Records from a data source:
— Begin —
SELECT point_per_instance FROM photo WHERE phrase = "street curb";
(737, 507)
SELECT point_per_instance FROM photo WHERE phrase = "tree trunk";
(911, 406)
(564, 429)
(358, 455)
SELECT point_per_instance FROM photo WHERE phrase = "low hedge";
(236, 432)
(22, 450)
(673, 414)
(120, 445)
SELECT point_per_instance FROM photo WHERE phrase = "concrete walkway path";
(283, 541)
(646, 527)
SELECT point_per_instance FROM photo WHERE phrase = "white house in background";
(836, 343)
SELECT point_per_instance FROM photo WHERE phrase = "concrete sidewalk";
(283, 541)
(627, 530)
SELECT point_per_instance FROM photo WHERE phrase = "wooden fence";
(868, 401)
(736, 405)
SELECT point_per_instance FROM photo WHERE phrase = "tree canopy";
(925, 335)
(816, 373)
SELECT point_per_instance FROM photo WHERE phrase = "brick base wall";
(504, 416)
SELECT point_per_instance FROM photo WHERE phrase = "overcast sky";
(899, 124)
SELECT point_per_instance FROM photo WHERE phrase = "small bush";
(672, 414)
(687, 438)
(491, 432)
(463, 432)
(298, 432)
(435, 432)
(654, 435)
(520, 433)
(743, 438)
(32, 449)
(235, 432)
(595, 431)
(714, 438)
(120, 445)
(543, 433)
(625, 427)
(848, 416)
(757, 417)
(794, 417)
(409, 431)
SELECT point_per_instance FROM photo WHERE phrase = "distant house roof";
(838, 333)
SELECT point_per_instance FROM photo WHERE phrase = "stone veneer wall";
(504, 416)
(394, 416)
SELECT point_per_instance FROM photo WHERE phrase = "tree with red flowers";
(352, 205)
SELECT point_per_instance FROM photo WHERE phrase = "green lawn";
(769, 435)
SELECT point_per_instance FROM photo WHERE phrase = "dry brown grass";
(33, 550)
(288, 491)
— End —
[Aim of the task]:
Return every entry exactly as given.

[Expected answer]:
SELECT point_per_instance FROM photo WHERE phrase = "street curb";
(737, 507)
SELECT point_per_instance FROM photo WHERE phrase = "tree trunk";
(911, 406)
(564, 429)
(358, 455)
SELECT point_per_instance FROM photo WHERE phrase = "low hedge";
(236, 432)
(22, 450)
(673, 414)
(120, 445)
SELECT point_per_instance FROM photo WHERE phrase = "concrete walkway path";
(283, 541)
(646, 527)
SELECT point_per_instance FROM photo WHERE phrase = "white house in background";
(836, 343)
SELECT point_per_instance FROM photo WHERE phrase = "concrete sidewalk";
(283, 541)
(627, 530)
SELECT point_per_instance FROM photo WHERE phrase = "wooden fence";
(868, 401)
(736, 405)
SELECT point_per_instance FROM photo WHERE phrase = "tree canopy";
(925, 335)
(816, 373)
SELECT point_per_instance FROM photo WHERE phrase = "brick base wall";
(504, 416)
SELECT point_per_instance FROM photo WHERE phrase = "overcast sky";
(899, 124)
SELECT point_per_instance FROM photo WHERE phrase = "small bush";
(672, 414)
(687, 438)
(491, 432)
(463, 432)
(298, 432)
(435, 432)
(654, 435)
(520, 433)
(743, 438)
(32, 449)
(235, 432)
(595, 431)
(714, 438)
(120, 445)
(543, 433)
(625, 427)
(848, 416)
(757, 417)
(794, 417)
(409, 431)
SELECT point_per_instance FROM photo WHERE phrase = "distant house roof";
(838, 333)
SELECT point_per_instance FROM photo WHERE phrase = "stone veneer wall";
(504, 416)
(394, 416)
SELECT point_per_instance FROM photo WHERE phrase = "tree with red flowers";
(352, 205)
SELECT point_per_instance FROM photo WHERE phrase = "green lawn";
(769, 435)
SELECT point_per_instance FROM photo WHERE phrase = "dry brown grass";
(33, 550)
(288, 491)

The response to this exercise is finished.